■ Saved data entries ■
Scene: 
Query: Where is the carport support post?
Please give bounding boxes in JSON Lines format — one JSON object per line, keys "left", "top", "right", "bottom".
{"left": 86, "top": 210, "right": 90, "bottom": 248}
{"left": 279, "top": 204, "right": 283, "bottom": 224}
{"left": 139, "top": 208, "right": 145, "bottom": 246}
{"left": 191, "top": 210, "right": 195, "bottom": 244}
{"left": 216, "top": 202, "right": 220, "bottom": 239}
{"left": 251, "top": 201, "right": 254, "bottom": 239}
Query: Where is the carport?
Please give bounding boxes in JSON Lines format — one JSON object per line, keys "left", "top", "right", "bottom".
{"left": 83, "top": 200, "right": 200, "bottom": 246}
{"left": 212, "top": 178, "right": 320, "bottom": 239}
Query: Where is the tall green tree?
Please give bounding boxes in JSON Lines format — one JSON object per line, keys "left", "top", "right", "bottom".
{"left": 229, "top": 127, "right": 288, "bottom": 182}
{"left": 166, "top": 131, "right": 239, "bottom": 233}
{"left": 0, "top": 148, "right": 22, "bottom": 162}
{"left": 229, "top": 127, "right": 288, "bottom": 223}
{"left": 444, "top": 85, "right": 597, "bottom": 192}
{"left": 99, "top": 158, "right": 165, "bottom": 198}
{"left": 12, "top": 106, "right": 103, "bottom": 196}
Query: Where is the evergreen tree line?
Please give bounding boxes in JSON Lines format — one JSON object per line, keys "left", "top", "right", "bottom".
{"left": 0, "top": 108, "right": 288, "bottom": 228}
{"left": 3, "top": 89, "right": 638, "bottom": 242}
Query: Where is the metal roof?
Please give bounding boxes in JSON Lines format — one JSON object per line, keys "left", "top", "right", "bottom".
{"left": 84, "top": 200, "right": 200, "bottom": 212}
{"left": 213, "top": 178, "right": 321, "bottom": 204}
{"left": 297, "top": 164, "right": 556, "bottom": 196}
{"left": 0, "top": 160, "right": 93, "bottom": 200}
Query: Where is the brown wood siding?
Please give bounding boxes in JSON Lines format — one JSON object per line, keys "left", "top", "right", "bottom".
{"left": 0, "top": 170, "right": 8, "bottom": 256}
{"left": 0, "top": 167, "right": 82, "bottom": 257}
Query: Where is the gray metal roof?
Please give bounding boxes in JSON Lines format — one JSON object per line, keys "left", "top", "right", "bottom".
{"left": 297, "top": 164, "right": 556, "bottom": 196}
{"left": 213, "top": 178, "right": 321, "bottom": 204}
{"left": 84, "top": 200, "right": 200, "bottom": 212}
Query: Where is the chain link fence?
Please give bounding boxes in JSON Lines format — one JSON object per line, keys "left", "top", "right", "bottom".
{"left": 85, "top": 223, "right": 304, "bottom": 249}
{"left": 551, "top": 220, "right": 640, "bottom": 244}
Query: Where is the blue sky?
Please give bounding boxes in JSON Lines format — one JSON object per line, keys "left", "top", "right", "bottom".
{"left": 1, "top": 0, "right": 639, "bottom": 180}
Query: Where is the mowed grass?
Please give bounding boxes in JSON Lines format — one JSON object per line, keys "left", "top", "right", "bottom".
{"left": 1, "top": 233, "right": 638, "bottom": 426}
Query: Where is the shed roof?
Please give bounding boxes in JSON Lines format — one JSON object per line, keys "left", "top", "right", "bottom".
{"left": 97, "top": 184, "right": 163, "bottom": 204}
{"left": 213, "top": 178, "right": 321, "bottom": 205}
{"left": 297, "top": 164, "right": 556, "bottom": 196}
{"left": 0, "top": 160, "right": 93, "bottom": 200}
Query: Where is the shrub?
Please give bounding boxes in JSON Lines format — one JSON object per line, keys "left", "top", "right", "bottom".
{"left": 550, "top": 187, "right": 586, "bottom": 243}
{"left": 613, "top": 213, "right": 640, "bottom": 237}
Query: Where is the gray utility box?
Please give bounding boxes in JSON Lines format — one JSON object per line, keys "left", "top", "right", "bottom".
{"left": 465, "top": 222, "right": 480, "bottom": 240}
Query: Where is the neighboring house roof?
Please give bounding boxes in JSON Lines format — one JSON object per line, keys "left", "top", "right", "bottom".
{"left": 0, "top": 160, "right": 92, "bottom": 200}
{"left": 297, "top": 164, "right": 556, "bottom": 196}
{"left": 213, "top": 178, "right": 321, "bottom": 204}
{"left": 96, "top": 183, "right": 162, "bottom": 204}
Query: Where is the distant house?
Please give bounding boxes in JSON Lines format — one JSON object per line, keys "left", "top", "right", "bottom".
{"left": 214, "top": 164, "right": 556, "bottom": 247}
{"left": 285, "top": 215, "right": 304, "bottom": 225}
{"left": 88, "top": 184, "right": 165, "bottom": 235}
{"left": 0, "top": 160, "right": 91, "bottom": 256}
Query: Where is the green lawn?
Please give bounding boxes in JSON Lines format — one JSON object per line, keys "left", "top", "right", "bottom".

■ Assigned task ■
Print every record above. Keep each one exactly as it is.

■ Written reply ■
Scene: 
Query: Where is the carport support post?
Please give bounding boxes in JSON Lines format — one JSON object per line, keys "left", "top", "right", "bottom".
{"left": 86, "top": 210, "right": 90, "bottom": 248}
{"left": 279, "top": 204, "right": 283, "bottom": 224}
{"left": 139, "top": 208, "right": 145, "bottom": 246}
{"left": 191, "top": 210, "right": 195, "bottom": 244}
{"left": 216, "top": 202, "right": 220, "bottom": 239}
{"left": 251, "top": 201, "right": 254, "bottom": 239}
Query: Where is the carport?
Please give bounding boxes in JSON Lines format — one JSON object per line, keys "left", "top", "right", "bottom".
{"left": 83, "top": 200, "right": 200, "bottom": 246}
{"left": 212, "top": 178, "right": 320, "bottom": 239}
Query: Where is the tall green tree?
Please give bounding boxes in JSON Lines format — one JSON object per line, keys "left", "top", "right", "bottom".
{"left": 229, "top": 127, "right": 288, "bottom": 182}
{"left": 166, "top": 131, "right": 239, "bottom": 233}
{"left": 0, "top": 148, "right": 22, "bottom": 162}
{"left": 229, "top": 127, "right": 288, "bottom": 223}
{"left": 444, "top": 85, "right": 597, "bottom": 192}
{"left": 99, "top": 158, "right": 165, "bottom": 198}
{"left": 12, "top": 106, "right": 103, "bottom": 196}
Query: Where is the evergreen tree line?
Please give bounding boxes in JSON Lines format — one JSON object per line, keys "left", "top", "right", "bottom".
{"left": 0, "top": 108, "right": 288, "bottom": 228}
{"left": 3, "top": 89, "right": 638, "bottom": 242}
Query: Where is the metal roof?
Please give bounding boxes in JSON Lines format — one JSON object per line, keys "left", "top", "right", "bottom".
{"left": 84, "top": 200, "right": 200, "bottom": 212}
{"left": 213, "top": 178, "right": 321, "bottom": 204}
{"left": 297, "top": 164, "right": 556, "bottom": 196}
{"left": 0, "top": 160, "right": 93, "bottom": 200}
Query: Where is the brown wood siding?
Please give bounding boxes in JSON Lines format — one JSON object per line, keys "left", "top", "right", "bottom".
{"left": 0, "top": 170, "right": 8, "bottom": 256}
{"left": 0, "top": 167, "right": 82, "bottom": 257}
Query: Where is the gray metal roof?
Please give bounding boxes in JSON Lines format — one JSON object per line, keys "left", "top", "right", "bottom".
{"left": 297, "top": 164, "right": 556, "bottom": 196}
{"left": 213, "top": 178, "right": 321, "bottom": 204}
{"left": 84, "top": 200, "right": 200, "bottom": 212}
Query: Where is the chain link fence?
Please give bounding boxes in JSON Lines format — one JSON object per line, keys "left", "top", "right", "bottom".
{"left": 85, "top": 223, "right": 304, "bottom": 249}
{"left": 551, "top": 220, "right": 640, "bottom": 244}
Query: Where is the blue sky?
Please give bounding boxes in JSON Lines format — one JSON object per line, keys "left", "top", "right", "bottom".
{"left": 1, "top": 0, "right": 639, "bottom": 180}
Query: Where is the mowed grass?
Please give bounding boxes in JSON Lines format — one JSON object per line, keys "left", "top", "right", "bottom".
{"left": 1, "top": 233, "right": 638, "bottom": 426}
Query: Where is the shed roof?
Please give bounding boxes in JSON Lines format — one JSON object per line, keys "left", "top", "right", "bottom".
{"left": 97, "top": 184, "right": 163, "bottom": 204}
{"left": 213, "top": 178, "right": 321, "bottom": 205}
{"left": 297, "top": 164, "right": 556, "bottom": 196}
{"left": 0, "top": 160, "right": 93, "bottom": 200}
Query: Where is the shrub?
Please give bounding boxes in JSON Lines format — one JSON object per line, keys "left", "top", "right", "bottom".
{"left": 550, "top": 187, "right": 586, "bottom": 243}
{"left": 613, "top": 213, "right": 640, "bottom": 237}
Query: Where is the gray utility box?
Please give bounding boxes in JSON Lines format — one JSON object per line, keys "left", "top", "right", "bottom".
{"left": 465, "top": 222, "right": 480, "bottom": 240}
Query: Where is the neighboring house roof?
Please give bounding boxes in JSON Lines format — one JSON object per line, keys "left", "top", "right", "bottom".
{"left": 0, "top": 160, "right": 92, "bottom": 200}
{"left": 297, "top": 164, "right": 556, "bottom": 196}
{"left": 213, "top": 178, "right": 321, "bottom": 204}
{"left": 96, "top": 183, "right": 162, "bottom": 204}
Query: Where is the distant house?
Please give bounding boxes in JSON Lines format — one JSON object per line, keys "left", "top", "right", "bottom".
{"left": 214, "top": 164, "right": 556, "bottom": 247}
{"left": 285, "top": 215, "right": 304, "bottom": 225}
{"left": 88, "top": 184, "right": 165, "bottom": 235}
{"left": 0, "top": 160, "right": 91, "bottom": 256}
Query: Where is the green lawn?
Please give bounding boxes in JSON Lines format — one JSON object per line, keys "left", "top", "right", "bottom".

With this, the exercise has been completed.